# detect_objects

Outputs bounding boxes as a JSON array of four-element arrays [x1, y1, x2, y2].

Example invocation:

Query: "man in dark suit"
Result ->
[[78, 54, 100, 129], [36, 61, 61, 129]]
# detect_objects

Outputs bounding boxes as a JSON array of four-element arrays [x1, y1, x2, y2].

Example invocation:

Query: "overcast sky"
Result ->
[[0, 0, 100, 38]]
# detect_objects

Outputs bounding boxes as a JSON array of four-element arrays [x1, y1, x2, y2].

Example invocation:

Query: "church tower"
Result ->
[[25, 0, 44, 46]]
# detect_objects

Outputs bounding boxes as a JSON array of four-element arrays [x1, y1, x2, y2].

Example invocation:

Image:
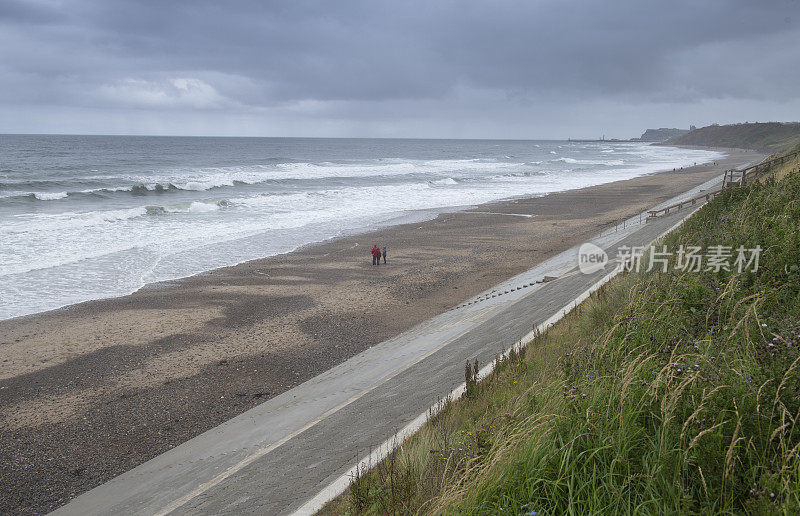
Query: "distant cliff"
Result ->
[[639, 127, 689, 142], [660, 122, 800, 153]]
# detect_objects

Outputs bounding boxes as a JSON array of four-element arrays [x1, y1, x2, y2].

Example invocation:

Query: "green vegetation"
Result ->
[[660, 122, 800, 152], [323, 152, 800, 515]]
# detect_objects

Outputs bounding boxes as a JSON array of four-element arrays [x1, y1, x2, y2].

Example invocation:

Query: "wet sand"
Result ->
[[0, 150, 759, 513]]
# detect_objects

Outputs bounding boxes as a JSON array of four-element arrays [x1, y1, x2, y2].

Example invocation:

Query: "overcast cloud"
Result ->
[[0, 0, 800, 138]]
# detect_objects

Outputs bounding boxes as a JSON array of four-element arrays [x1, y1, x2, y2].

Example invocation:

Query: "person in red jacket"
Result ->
[[372, 244, 381, 265]]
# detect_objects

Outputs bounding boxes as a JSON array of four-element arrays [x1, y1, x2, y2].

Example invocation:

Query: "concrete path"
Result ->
[[54, 174, 732, 515]]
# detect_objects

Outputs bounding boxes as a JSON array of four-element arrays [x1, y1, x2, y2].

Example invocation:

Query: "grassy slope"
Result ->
[[323, 146, 800, 514], [661, 122, 800, 152]]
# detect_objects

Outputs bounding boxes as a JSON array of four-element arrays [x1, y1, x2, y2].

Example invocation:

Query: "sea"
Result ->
[[0, 135, 721, 319]]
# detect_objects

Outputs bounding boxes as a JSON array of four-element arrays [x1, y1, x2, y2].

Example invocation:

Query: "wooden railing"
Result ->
[[647, 147, 800, 220]]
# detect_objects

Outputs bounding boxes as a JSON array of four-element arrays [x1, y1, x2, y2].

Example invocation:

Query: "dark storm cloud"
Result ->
[[0, 0, 800, 134]]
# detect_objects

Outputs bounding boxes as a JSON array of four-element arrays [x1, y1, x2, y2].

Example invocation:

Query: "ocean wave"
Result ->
[[429, 177, 458, 185], [33, 192, 67, 201], [552, 158, 625, 167]]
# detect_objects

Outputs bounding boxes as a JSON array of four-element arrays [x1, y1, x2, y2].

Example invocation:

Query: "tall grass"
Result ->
[[323, 163, 800, 515]]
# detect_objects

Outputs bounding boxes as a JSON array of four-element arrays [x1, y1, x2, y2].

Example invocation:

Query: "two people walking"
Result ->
[[372, 245, 386, 265]]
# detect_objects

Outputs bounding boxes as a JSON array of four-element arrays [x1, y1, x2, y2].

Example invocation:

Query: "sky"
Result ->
[[0, 0, 800, 139]]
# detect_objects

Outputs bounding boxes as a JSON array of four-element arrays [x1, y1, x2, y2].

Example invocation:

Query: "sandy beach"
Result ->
[[0, 150, 760, 513]]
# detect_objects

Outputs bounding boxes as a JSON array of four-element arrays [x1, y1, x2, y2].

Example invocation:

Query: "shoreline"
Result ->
[[0, 147, 758, 512], [0, 140, 724, 322]]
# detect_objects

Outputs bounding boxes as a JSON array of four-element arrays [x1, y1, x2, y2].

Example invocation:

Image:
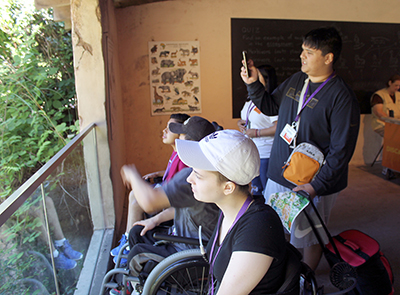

•••

### Exercise
Could you reproduce all the records with "Example invocation" swapped for "Sample call" everywhere it appears, keeping everything else unchanged and leaving out the pictures?

### Expected output
# detect_objects

Outputs bounding boxes as a JSON array of four-element arrays [x1, y1, x2, y2].

Sample call:

Query: "man in dark suit"
Result ->
[[78, 54, 100, 129], [36, 61, 61, 129]]
# detect_objects

Outputs bounding boxes as a JSON array of four-element arrays [x1, y1, x2, y2].

Sample call:

Query: "overcast sky"
Result ->
[[0, 0, 100, 38]]
# detect_objects

Outputs bounding boxes as a JSON array of four-element arrays [x1, y1, x2, y2].

Sample call:

Query: "church tower"
Result ->
[[25, 0, 44, 46]]
# detect_objects

Outputs bounding boxes as a JSON array of four-element arrays [x1, y1, x2, y2].

Sample call:

Image:
Query: "distant cliff"
Result ->
[[639, 127, 689, 142], [660, 122, 800, 153]]
# detect_objects

Outputs bounding boxes as a JSON array of four-element arrays [x1, y1, x2, y2].

Sample call:

Query: "green vegetation"
Result ->
[[660, 122, 800, 152], [323, 152, 800, 515]]
# detect_objects

Outputs bounding boxes as a JSON array of four-element arrays [x1, y1, x2, y2].

Sample call:

Query: "wet sand"
Result ->
[[0, 150, 759, 513]]
# detect_objects

Outputs bounding boxes as a JSON array of four-element arrays [x1, y1, x2, y2].

Sample call:

Query: "overcast cloud"
Result ->
[[0, 0, 800, 138]]
# detect_objects

Outputs bounding boxes as a JSON array of four-element arrays [x1, y1, x2, y2].

Sample call:

Query: "person in red jacket"
Result ->
[[372, 244, 381, 265]]
# detect_objects

Outputs bounding boxes as a JSON array of four-element arrays [x1, y1, x2, y2].

Sample call:

Query: "concrete path"
Result ->
[[54, 174, 732, 515]]
# detect_objects

Outputs bounding boxes as a JSON array of four-element arrays [x1, y1, x2, y2].

Sample call:

Query: "grassy slope"
Result ->
[[323, 146, 800, 514], [661, 122, 800, 152]]
# detect_objects

Outputs bounding boxes as a JSON array of four-element arrays [x1, y1, x2, y2].

Sample call:

Query: "sea"
Result ->
[[0, 135, 721, 319]]
# detect_objects

Outputs bounding boxes as a JSON array of four-element arrays [x1, y1, x2, y2].

Sample call:

Query: "wooden railing"
Result ->
[[647, 147, 800, 220]]
# detect_objects

Outputs bounding boxes as a JSON array of four-element arrays [x1, y1, x2, y2].

Sample call:

Query: "dark storm cloud"
Result ->
[[0, 0, 800, 134]]
# detect_objects

Outputs bounding boxes as a JSON array of four-element arrays [x1, y1, x2, y2].

Sample call:

Query: "ocean wave"
Result ->
[[429, 177, 458, 185], [33, 192, 67, 201], [552, 158, 625, 167]]
# detect_objects

Outputs bounding boxes as a JSON array of four-element arrays [x1, y1, x2, y2].

Sample call:

Query: "tall grass"
Result ->
[[323, 163, 800, 515]]
# detect_objects

Outputs bounding boxes as a JSON array of four-element arrays [x1, y1, x2, y2].

Sample call:

Query: "two people walking"
Result ->
[[372, 245, 386, 265]]
# detect_objects

Outputs bounding boxes as a JSON array of four-element arrays [x1, y1, x2, y2].

Sample call:

Query: "sky"
Result ->
[[0, 0, 800, 139]]
# detect_objects

Outputs bounding boxes as a JSON array of four-element arrays [x1, y1, x2, y2].

Sample call:

Query: "sandy beach"
Result ->
[[0, 150, 760, 513]]
# detect_objects

Outputs bounding boxes as a JSON array of four-element arrays [x1, y1, x2, y2].

Sample call:

Query: "shoreline"
Result ->
[[0, 147, 758, 512], [0, 140, 724, 322]]
# detect_objects

Outputs bounding boxes as a JSON array of four-element arrays [x1, y1, x2, y2].

Sample call:

Image:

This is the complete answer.